Stored entries:

____

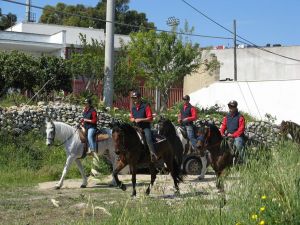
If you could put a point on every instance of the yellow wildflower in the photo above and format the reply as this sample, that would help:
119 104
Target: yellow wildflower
254 217
263 197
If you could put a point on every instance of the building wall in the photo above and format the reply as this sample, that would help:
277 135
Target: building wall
72 33
266 83
277 98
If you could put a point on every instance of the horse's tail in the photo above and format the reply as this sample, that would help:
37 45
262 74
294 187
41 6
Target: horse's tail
177 174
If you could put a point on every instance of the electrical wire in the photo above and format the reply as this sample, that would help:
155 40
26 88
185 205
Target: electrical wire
119 23
247 41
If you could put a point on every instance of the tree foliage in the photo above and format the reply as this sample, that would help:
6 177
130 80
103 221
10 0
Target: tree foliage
54 68
63 14
27 73
7 21
164 59
89 63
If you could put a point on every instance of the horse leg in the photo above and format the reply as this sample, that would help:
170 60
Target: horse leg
69 161
153 173
84 178
133 180
119 167
175 170
204 167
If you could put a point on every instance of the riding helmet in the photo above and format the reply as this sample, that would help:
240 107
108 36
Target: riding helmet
135 94
232 103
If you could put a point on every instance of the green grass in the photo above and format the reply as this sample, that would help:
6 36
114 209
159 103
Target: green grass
264 191
26 160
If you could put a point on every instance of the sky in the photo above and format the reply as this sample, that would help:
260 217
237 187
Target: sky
259 21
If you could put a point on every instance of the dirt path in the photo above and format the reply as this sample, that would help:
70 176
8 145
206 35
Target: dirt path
162 187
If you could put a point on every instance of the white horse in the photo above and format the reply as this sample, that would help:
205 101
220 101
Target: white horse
69 137
186 145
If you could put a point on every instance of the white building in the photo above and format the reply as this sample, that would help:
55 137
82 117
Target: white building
50 39
266 83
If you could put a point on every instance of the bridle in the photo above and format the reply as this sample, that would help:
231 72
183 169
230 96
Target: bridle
120 150
53 136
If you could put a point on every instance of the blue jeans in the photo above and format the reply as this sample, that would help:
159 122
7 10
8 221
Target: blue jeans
149 141
191 135
92 139
239 143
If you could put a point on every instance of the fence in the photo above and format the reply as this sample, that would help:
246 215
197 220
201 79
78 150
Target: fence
175 94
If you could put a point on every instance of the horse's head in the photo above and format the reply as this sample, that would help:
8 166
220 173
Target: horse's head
165 127
202 134
50 133
160 125
118 137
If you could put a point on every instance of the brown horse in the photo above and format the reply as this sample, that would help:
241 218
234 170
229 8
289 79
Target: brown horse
133 152
221 156
167 129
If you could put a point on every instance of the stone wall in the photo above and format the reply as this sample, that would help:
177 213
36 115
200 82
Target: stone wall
25 118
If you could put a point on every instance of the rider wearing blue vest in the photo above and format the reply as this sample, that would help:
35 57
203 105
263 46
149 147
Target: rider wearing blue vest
187 115
90 124
141 114
233 125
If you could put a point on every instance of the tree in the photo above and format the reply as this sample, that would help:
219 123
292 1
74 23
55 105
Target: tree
19 71
62 14
89 63
7 21
51 67
163 59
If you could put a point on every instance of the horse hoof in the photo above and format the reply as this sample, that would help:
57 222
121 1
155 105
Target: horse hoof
123 187
147 192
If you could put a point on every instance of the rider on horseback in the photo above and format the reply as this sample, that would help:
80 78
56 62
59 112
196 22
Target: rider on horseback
187 115
141 114
233 125
90 124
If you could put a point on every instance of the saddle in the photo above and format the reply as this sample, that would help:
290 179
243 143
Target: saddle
99 135
184 132
156 138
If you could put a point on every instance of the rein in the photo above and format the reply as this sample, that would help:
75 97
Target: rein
58 145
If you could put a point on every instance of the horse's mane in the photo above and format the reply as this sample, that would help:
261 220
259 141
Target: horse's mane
169 128
291 128
127 128
216 130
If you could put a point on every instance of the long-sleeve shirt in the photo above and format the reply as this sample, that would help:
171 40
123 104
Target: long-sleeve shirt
93 115
193 116
238 132
148 112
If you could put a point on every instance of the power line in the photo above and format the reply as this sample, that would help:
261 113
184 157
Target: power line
248 42
119 23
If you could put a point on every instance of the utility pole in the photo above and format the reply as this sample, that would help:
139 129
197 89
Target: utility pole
108 89
28 10
234 50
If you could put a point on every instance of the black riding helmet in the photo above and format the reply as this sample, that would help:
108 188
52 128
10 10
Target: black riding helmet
135 94
88 101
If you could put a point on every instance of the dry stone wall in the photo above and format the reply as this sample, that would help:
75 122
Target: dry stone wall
29 117
26 118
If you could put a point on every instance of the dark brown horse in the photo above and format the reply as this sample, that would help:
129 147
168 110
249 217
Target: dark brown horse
132 152
167 129
210 138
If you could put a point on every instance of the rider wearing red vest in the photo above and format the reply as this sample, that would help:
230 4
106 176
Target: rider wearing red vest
90 124
187 115
141 114
233 125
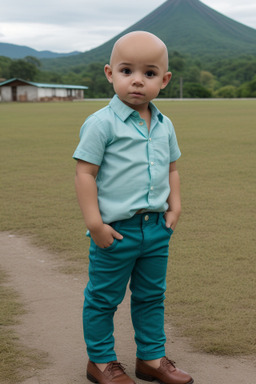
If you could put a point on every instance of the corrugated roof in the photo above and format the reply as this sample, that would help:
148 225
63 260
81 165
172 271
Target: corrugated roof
44 85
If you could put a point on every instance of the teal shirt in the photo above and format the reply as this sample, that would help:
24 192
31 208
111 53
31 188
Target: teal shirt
134 162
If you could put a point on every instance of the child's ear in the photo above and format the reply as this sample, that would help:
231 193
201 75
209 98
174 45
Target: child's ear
108 73
167 77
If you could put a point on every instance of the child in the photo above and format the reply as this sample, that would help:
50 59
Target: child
126 168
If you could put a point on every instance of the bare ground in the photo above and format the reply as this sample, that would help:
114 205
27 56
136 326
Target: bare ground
53 324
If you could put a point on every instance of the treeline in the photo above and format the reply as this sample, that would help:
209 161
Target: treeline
192 78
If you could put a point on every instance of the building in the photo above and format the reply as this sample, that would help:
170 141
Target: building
23 90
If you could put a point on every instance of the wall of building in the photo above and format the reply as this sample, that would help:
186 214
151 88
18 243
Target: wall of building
31 93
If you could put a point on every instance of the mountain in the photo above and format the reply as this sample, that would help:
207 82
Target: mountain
186 26
20 51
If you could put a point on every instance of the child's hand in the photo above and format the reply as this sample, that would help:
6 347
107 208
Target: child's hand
171 219
105 235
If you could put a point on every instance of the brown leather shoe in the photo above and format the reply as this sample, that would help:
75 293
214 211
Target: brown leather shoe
167 373
113 373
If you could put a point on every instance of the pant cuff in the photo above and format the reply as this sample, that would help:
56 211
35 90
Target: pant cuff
102 359
150 356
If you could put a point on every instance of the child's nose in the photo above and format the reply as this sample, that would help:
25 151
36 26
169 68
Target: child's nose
138 79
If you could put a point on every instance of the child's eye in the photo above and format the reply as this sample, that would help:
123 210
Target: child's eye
150 74
126 71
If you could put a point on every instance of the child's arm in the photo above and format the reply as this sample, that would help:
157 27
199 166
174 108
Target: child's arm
174 201
86 189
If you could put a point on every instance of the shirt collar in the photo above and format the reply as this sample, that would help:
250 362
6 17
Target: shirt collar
123 111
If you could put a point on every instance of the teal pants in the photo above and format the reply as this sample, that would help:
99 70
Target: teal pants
142 257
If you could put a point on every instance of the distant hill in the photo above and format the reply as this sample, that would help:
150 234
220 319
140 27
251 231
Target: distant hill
20 51
186 26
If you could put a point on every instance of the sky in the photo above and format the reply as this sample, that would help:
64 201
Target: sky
80 25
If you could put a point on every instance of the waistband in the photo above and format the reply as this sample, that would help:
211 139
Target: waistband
139 219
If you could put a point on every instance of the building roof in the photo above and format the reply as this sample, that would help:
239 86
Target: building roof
42 85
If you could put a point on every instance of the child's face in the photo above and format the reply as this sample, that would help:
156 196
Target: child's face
138 69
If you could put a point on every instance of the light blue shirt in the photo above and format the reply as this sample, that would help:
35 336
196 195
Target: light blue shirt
134 162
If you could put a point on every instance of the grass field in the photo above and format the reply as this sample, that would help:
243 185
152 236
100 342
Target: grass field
211 292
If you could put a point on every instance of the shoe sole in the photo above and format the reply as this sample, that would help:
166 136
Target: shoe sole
142 376
91 378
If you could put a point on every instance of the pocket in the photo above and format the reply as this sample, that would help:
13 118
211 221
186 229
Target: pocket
110 247
168 230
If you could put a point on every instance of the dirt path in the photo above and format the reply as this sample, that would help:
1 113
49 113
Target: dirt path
53 324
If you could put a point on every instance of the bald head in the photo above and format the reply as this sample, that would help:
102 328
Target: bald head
144 46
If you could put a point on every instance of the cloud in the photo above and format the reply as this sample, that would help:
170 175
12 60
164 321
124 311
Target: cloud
65 26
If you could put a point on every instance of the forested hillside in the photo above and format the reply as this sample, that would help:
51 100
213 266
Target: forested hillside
210 55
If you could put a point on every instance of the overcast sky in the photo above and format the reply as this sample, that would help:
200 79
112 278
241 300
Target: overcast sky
80 25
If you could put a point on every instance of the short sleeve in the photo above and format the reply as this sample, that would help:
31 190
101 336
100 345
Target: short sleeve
93 141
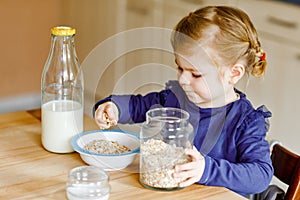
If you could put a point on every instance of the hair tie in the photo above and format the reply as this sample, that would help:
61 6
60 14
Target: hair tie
263 57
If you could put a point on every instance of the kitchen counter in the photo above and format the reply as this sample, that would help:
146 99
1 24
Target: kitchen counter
28 171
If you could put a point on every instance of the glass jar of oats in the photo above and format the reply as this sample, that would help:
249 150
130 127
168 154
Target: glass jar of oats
164 137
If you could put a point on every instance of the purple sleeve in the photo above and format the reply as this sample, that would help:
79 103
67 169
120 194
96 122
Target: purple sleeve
133 108
253 171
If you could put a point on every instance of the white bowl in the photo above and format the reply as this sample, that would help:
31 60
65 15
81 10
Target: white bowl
108 162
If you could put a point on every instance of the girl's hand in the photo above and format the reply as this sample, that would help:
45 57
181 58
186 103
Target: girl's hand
107 115
191 172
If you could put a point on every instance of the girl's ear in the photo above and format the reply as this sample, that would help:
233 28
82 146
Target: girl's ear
237 71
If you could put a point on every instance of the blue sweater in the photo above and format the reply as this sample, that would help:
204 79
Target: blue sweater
231 138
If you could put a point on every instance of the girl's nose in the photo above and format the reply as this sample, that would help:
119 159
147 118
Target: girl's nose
183 78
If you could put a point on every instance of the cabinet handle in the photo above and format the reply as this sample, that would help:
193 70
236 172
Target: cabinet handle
282 22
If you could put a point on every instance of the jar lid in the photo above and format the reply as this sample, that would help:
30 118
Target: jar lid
63 31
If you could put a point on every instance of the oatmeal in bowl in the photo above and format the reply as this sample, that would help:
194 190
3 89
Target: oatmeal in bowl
109 149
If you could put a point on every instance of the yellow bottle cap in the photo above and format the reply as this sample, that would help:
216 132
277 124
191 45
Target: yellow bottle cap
63 31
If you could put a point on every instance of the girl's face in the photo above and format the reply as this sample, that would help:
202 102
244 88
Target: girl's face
202 82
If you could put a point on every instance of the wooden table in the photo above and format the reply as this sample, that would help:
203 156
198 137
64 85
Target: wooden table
28 171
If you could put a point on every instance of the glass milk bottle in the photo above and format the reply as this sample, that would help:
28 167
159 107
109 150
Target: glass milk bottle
62 93
164 137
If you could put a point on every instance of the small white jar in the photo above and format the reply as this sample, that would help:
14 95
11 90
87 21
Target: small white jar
88 183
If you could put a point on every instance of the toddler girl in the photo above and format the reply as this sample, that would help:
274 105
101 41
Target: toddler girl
214 48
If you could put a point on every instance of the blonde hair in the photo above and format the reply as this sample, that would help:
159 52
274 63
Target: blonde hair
231 35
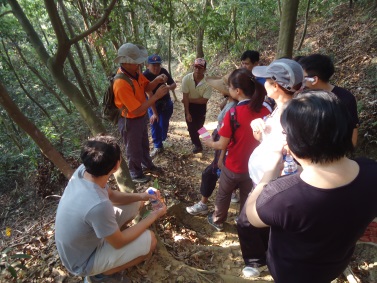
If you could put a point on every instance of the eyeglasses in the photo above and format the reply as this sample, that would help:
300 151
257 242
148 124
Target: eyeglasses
309 79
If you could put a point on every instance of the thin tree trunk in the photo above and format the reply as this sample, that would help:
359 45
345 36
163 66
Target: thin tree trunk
39 76
80 80
279 5
305 26
234 16
44 111
87 81
39 138
287 28
11 135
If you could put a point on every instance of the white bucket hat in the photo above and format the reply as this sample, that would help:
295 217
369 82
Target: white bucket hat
132 54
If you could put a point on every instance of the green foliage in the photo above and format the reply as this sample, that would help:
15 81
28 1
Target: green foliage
12 263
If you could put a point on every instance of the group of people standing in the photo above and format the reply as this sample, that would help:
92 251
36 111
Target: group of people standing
304 226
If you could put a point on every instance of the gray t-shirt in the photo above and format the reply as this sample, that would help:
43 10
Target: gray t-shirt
85 216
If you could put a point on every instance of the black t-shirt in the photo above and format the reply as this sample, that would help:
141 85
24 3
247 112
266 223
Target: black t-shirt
349 100
313 230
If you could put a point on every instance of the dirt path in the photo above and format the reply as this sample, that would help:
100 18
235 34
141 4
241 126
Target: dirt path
189 250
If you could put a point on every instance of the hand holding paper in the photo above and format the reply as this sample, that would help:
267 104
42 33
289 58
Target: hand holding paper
204 134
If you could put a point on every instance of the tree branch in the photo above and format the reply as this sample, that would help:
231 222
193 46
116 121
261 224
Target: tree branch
97 25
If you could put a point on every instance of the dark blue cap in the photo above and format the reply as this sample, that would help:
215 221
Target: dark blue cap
154 59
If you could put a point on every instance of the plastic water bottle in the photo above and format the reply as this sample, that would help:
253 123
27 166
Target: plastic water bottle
155 203
290 166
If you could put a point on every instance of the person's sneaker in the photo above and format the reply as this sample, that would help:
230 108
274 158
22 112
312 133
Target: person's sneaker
156 151
218 227
197 149
100 278
234 198
166 144
153 170
142 179
236 220
197 208
250 271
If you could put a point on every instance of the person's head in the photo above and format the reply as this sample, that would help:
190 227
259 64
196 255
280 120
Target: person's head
317 67
298 58
100 155
154 64
242 81
285 75
318 127
130 56
249 59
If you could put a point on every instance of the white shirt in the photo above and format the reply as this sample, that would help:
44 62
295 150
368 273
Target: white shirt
273 140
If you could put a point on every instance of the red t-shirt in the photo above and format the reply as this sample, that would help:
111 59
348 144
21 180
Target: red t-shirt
240 148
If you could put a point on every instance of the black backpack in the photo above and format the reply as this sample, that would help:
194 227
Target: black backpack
110 111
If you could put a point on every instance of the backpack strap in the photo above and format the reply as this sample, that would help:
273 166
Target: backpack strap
126 78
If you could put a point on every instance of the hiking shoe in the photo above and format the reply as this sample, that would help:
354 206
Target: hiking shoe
166 144
142 179
197 208
197 149
100 278
236 220
153 170
250 271
156 151
234 198
219 227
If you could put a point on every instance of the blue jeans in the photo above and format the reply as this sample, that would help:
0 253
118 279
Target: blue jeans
159 129
135 137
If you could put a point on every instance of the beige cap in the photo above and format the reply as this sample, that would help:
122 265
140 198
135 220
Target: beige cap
219 83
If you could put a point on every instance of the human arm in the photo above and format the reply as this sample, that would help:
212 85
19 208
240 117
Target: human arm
221 144
161 91
258 125
185 101
172 86
154 117
200 100
220 162
117 197
121 238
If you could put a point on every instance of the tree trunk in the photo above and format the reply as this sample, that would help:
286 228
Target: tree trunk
56 65
86 80
279 6
199 43
39 138
287 29
305 26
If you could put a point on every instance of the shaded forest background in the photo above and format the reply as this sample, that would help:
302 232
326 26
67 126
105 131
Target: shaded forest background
55 57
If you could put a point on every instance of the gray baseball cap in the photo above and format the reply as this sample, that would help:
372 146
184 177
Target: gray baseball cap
285 72
132 54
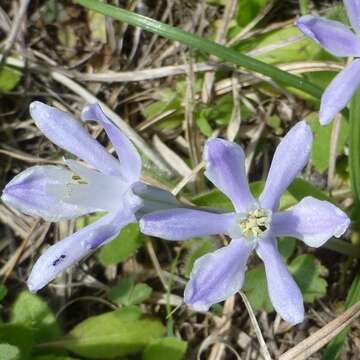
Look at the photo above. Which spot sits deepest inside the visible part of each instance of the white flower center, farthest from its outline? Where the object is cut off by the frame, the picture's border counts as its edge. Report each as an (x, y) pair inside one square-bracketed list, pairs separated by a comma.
[(251, 225), (255, 223)]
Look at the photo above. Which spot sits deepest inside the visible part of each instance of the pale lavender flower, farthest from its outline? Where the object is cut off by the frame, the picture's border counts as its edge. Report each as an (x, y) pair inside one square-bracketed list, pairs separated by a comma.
[(338, 40), (255, 224), (57, 192)]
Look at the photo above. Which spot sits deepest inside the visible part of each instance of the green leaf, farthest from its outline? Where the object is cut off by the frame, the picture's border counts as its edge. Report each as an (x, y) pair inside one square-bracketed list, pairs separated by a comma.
[(53, 357), (197, 248), (122, 247), (127, 293), (202, 44), (322, 138), (165, 349), (354, 146), (32, 311), (3, 292), (308, 272), (248, 10), (286, 246), (9, 352), (300, 188), (9, 78), (111, 335), (19, 336), (333, 350), (255, 288)]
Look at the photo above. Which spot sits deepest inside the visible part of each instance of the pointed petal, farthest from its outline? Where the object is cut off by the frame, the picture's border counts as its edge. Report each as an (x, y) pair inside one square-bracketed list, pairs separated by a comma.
[(289, 159), (353, 12), (333, 36), (217, 276), (312, 221), (284, 293), (63, 130), (225, 168), (29, 192), (182, 224), (130, 159), (65, 253), (93, 189), (339, 92)]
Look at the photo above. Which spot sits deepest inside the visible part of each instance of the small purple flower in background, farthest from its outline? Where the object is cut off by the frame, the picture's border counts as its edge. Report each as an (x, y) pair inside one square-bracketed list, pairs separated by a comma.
[(253, 225), (55, 192), (338, 40)]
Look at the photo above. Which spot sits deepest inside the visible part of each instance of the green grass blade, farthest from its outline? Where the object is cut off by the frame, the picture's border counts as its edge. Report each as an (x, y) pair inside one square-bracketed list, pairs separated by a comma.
[(333, 350), (196, 42), (354, 150)]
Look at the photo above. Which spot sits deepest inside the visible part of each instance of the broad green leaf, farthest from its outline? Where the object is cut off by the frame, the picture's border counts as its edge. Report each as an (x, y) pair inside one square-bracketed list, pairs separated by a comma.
[(125, 292), (111, 335), (322, 139), (165, 349), (9, 77), (53, 357), (32, 311), (19, 336), (301, 50), (202, 44), (308, 273), (255, 288), (3, 292), (333, 350), (9, 352), (122, 247)]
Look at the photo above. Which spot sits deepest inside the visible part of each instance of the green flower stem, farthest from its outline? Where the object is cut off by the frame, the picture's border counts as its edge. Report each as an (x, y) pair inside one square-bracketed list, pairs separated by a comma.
[(196, 42)]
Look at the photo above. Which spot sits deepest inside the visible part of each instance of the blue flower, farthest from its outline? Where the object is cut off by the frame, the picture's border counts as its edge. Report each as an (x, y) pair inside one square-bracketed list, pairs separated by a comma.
[(338, 40), (57, 192), (254, 225)]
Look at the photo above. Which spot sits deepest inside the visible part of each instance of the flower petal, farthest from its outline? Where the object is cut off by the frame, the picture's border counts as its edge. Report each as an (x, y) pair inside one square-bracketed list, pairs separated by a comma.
[(63, 130), (339, 92), (289, 159), (225, 168), (130, 159), (217, 276), (284, 293), (29, 192), (65, 253), (312, 221), (182, 224), (92, 189), (333, 36), (353, 12)]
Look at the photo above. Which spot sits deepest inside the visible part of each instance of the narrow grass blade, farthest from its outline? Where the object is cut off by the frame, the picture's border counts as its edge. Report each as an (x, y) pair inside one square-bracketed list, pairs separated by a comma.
[(196, 42), (354, 151)]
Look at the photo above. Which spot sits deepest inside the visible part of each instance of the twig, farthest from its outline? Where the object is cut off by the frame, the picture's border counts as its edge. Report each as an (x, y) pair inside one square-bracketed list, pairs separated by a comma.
[(264, 350), (321, 337), (10, 40)]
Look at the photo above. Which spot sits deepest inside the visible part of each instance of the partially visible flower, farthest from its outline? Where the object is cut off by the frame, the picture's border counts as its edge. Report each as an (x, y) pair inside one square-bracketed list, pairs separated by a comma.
[(338, 40), (55, 193), (254, 224)]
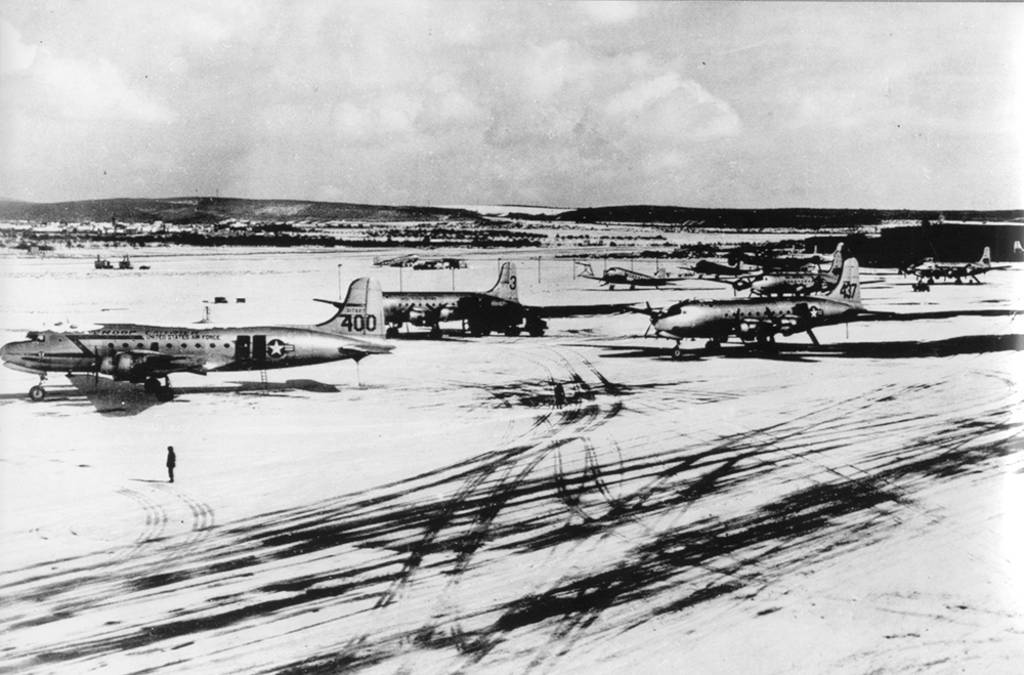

____

### EXERCISE BRIEF
Starting with the first line of the records above and stopping after the line containing "the tree foliage", repeat every line exactly and leave out the pictures.

### SOLUTION BELOW
If you could put a point on every instance of the yellow wildflower in the photo above and format the reply as this sample, that would help:
119 104
Target: yellow wildflower
254 217
263 197
If you could put a point on every instance of the building wall in the photo above and format the reply as this sample, that would help:
277 135
Target: building wall
72 33
266 83
277 98
If you could put a point on every instance of the horse's tail in the photo above and format the reply as this sample, that would help:
37 45
262 74
294 187
41 6
Target: horse's tail
177 174
If you could put a point on every instance of the electrical wire in the photo above and format the reply as this sample, that would help:
155 40
26 88
185 205
Target: electrical wire
119 23
247 41
If you could put a point on every instance of the tree foliage in the photo above and format the reply as this sample, that would help:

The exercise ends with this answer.